» Description of the task
For each entry below, output it exactly as it stands.

» Records contained in a dataset
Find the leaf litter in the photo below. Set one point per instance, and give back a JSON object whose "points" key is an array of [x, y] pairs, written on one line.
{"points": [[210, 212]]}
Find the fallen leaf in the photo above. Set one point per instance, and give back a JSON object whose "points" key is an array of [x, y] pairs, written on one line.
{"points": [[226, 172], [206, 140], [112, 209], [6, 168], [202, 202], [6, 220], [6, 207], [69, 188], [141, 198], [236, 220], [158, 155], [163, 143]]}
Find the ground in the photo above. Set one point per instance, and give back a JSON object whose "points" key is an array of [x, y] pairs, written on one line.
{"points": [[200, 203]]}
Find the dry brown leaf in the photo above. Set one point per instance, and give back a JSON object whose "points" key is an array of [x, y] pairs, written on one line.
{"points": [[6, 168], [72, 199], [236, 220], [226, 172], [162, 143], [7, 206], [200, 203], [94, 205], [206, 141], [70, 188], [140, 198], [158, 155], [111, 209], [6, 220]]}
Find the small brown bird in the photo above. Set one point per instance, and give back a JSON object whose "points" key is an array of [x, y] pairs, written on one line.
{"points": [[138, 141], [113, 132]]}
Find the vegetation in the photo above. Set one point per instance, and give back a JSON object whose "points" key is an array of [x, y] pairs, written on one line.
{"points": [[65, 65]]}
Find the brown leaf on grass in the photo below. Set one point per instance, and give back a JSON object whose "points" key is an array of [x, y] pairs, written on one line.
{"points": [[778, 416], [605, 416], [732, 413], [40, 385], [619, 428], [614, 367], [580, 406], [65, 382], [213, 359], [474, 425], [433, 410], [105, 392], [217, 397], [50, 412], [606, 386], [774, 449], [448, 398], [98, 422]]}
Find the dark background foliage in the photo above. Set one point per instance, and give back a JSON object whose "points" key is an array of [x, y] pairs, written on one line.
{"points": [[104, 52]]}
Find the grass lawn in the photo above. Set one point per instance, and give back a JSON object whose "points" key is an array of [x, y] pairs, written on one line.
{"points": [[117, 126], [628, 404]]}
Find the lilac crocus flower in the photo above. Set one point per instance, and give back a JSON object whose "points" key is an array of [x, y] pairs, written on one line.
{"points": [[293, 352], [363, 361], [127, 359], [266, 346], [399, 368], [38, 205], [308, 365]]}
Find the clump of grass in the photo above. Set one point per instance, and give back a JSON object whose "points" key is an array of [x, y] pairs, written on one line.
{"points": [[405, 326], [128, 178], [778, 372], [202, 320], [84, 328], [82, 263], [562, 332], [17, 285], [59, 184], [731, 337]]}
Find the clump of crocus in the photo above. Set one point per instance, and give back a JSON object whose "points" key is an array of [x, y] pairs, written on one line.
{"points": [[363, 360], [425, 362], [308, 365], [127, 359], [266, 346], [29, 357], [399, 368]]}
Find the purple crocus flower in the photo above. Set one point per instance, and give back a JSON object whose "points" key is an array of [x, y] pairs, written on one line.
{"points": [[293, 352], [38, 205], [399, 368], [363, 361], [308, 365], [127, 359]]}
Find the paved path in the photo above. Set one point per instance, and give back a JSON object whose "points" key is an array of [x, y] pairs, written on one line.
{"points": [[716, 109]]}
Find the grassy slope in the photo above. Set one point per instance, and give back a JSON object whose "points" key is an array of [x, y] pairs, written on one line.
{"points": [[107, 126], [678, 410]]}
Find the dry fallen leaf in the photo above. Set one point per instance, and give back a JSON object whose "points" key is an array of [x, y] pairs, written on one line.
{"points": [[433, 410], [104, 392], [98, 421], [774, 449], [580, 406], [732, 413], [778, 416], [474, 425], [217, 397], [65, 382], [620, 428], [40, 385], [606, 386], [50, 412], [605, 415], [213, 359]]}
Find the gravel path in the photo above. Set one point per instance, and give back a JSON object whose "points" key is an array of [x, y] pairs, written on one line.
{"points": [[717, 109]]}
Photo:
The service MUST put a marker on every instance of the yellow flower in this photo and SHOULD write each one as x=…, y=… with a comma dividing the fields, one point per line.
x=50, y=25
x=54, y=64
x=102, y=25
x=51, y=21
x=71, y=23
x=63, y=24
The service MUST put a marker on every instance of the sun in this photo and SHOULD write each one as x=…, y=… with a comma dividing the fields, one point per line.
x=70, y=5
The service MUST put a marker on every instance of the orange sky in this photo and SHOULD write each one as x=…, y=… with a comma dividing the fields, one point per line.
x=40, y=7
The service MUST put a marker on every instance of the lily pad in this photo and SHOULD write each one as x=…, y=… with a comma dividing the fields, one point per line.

» Answer box
Find the leaf litter in the photo below. Set one point per instance, and give back a JSON object whose "points" key is an array of [x, y] pairs, written on one line.
{"points": [[210, 212]]}
Find the fallen leaf in the photo above. Set one point per instance, and give back a JSON object whose "points" key is an array of [x, y] pairs, written on one line.
{"points": [[226, 172], [206, 140], [112, 209], [6, 168], [202, 202], [6, 220], [6, 207], [69, 188], [141, 198], [236, 220], [158, 155], [163, 143]]}
Find the ground in the photo above. Set one point per instance, and give back a JSON object whose "points" key is an array of [x, y] pairs, written on one line.
{"points": [[200, 203]]}
Find the dry brown leaf in the photo above. Set one point per instance, and give back a JSON object whose "points" key is an array of [x, y] pairs, written on one line.
{"points": [[6, 168], [72, 199], [236, 220], [226, 172], [162, 143], [7, 206], [200, 203], [94, 205], [206, 141], [70, 188], [140, 198], [158, 155], [111, 209], [6, 220]]}
Find the small brown bird in the photo above. Set one point per instance, and give back a JSON object whose "points" key is an array of [x, y] pairs, written on one line.
{"points": [[138, 141], [113, 132]]}
Find the vegetation in the photo above. Set one point per instance, and give back a JSON object whose "points" key is an array of [x, y] pairs, written on one line.
{"points": [[65, 65]]}
Find the brown leaf on grass in the photo below. Set one point per instance, and give back a JSON object whose "points" key is an array of [x, y] pairs, written on one line.
{"points": [[778, 416], [605, 416], [732, 413], [40, 385], [619, 428], [614, 367], [580, 406], [65, 382], [213, 359], [474, 425], [433, 410], [105, 392], [217, 397], [50, 412], [606, 386], [774, 449], [448, 398], [98, 422]]}
Find the dark background foliage in the photo above. Set one point per instance, and give back a JSON object whose "points" key is an array of [x, y] pairs, written on one line.
{"points": [[104, 52]]}
Find the grass lawn in the photo above. Set one point per instance, and give back a JSON object whose "points" key is an array of [x, y] pairs, written on one line.
{"points": [[117, 126], [628, 404]]}
Find the lilac crocus flower in the photo above. Set one point per instance, and give back a JSON object whose "points" key is an array of [x, y] pairs, written on one line.
{"points": [[293, 352], [363, 361], [127, 359], [266, 346], [399, 368], [38, 205], [308, 365]]}
Find the clump of grass in the photo above. Set one point per instance, and give back a JSON object whose "points" key is an array of [x, y] pairs, written on one line.
{"points": [[405, 326], [128, 178], [778, 372], [202, 320], [84, 328], [82, 263], [562, 332], [17, 285], [59, 184], [731, 337]]}
Find the clump of crocus in the photo above. Set one point per instance, and give back a JSON object whose "points" key is an array of [x, y] pairs, written on one line.
{"points": [[363, 360], [425, 362], [308, 365], [127, 359], [266, 346], [29, 357], [399, 368]]}
Find the purple crocus flower in the photo above. Set one point per instance, and give back a JSON object whose "points" key is an array of [x, y] pairs, written on one line.
{"points": [[293, 352], [38, 205], [399, 368], [363, 361], [308, 365], [127, 359]]}
Find the paved path in the photo above. Set one point per instance, and give back a JSON object whose "points" key is an array of [x, y] pairs, written on one line.
{"points": [[716, 109]]}
Find the grassy slope in the photo above. Set one point per instance, and give back a JSON object whose "points" key is an array of [x, y] pairs, written on one line.
{"points": [[107, 126], [678, 410]]}
Find the dry fallen leaf in the photo above. Set one point per instance, and give back a JSON object whose "points" key is an array of [x, y] pairs, written on one line.
{"points": [[433, 410], [104, 392], [98, 421], [774, 449], [580, 406], [732, 413], [778, 416], [474, 425], [217, 397], [65, 382], [620, 428], [40, 385], [606, 386], [50, 412], [605, 415], [213, 359]]}
Find the gravel path in the photo above. Set one point per instance, and give back a JSON object whose "points" key is an array of [x, y] pairs, written on one line.
{"points": [[717, 109]]}
Photo:
The service MUST put a marker on every instance of the yellow flower in this photo and SHOULD write each one as x=…, y=… with a comma dividing the fields, one point per line.
x=50, y=25
x=54, y=64
x=102, y=25
x=51, y=21
x=71, y=23
x=63, y=24
The service MUST put a marker on every instance of the sun in this photo and SHOULD write each one as x=…, y=… with a comma dividing the fields, one point per line.
x=70, y=5
The service MUST put a marker on every instance of the orange sky in this photo and SHOULD write each one as x=…, y=… with a comma dividing the fields, one point per line.
x=40, y=7
The service MUST put a marker on every instance of the lily pad in this photo and SHOULD write each one as x=…, y=… with a comma dividing the fields, one point per line.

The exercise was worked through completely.